> **AIM OF THE EXERCISE**
What are the lines from the top of the entries below through the line containing "Target: yellow airplane weather vane"? Return them exactly, both ends included, without the pictures.

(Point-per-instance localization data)
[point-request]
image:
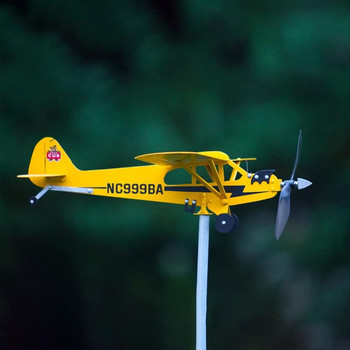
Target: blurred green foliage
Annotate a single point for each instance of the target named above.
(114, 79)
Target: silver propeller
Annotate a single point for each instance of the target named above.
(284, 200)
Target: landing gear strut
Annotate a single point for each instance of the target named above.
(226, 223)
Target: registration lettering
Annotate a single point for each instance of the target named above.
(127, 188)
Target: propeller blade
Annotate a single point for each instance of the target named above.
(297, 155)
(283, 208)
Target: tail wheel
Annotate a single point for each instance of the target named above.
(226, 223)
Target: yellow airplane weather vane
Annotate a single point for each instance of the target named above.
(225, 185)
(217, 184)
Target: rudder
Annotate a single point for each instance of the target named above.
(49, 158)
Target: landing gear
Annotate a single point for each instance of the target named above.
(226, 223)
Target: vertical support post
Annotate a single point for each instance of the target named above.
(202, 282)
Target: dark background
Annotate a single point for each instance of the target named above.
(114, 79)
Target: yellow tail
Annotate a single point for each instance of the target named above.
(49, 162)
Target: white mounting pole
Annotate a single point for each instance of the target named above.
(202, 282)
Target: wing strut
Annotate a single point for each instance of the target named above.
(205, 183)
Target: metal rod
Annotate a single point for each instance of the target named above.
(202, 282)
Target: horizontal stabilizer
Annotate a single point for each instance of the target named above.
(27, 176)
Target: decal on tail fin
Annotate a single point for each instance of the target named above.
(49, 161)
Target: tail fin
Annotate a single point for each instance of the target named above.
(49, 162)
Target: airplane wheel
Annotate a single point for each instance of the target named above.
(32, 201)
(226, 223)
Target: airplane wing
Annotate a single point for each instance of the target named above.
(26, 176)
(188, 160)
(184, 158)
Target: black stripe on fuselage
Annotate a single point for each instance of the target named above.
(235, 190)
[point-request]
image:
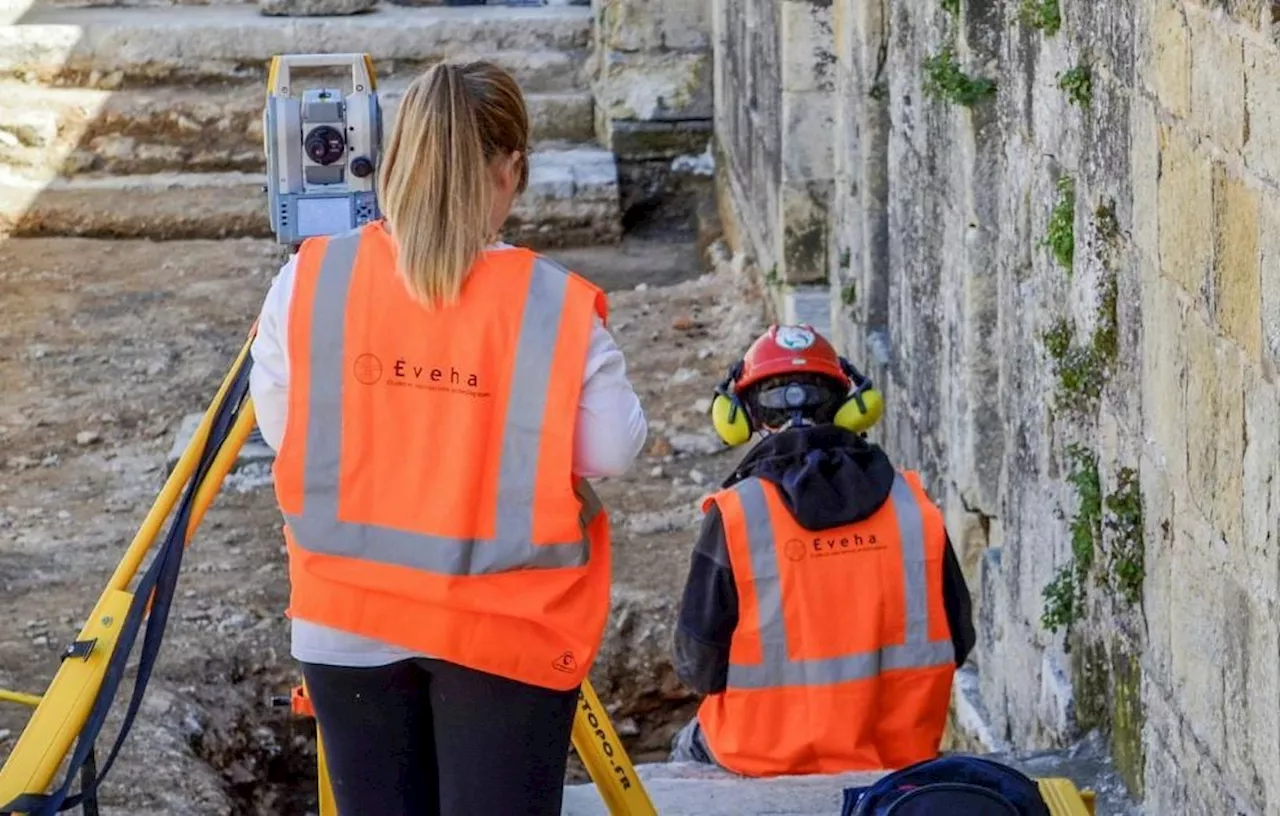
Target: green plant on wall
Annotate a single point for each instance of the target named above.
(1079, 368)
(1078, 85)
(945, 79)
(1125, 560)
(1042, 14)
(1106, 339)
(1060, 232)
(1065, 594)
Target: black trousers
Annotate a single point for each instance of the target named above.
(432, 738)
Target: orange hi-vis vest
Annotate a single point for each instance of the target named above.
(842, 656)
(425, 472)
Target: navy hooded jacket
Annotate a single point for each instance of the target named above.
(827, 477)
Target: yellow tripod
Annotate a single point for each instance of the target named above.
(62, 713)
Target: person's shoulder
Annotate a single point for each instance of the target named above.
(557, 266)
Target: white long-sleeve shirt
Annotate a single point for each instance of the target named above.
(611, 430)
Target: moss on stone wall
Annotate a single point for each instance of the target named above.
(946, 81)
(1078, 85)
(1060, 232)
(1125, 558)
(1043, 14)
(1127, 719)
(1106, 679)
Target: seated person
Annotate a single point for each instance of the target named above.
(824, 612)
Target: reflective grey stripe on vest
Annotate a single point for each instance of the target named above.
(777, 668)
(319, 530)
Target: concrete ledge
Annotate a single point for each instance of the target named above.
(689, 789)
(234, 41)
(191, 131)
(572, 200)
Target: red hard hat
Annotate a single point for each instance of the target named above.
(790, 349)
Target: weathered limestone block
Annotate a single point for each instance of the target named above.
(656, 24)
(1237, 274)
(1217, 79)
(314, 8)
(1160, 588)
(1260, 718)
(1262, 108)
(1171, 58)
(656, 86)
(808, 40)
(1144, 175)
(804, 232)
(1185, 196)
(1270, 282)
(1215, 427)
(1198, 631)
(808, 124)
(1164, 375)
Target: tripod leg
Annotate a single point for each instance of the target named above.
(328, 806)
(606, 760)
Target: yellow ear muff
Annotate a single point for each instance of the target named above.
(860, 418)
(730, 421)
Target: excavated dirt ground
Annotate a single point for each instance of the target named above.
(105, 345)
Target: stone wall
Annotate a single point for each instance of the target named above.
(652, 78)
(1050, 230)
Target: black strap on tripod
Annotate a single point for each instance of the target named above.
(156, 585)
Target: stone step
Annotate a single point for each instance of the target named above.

> **SOLUTION FOR THIS EXERCISE**
[point-request]
image:
Target: blurred green foliage
Annotate a single point for each instance of the target named above.
(114, 79)
Target: silver propeller
Annotate a single point for each instance of the target named above.
(284, 200)
Target: landing gear strut
Annotate a single point for each instance of the target named above.
(226, 223)
Target: registration lettering
Annotate a single point for each instance of the target named above.
(127, 188)
Target: propeller blade
Annotate a single point for each instance of the target named above.
(297, 155)
(283, 208)
Target: tail wheel
Annotate a single point for each instance of the target named above.
(226, 223)
Target: yellow airplane weather vane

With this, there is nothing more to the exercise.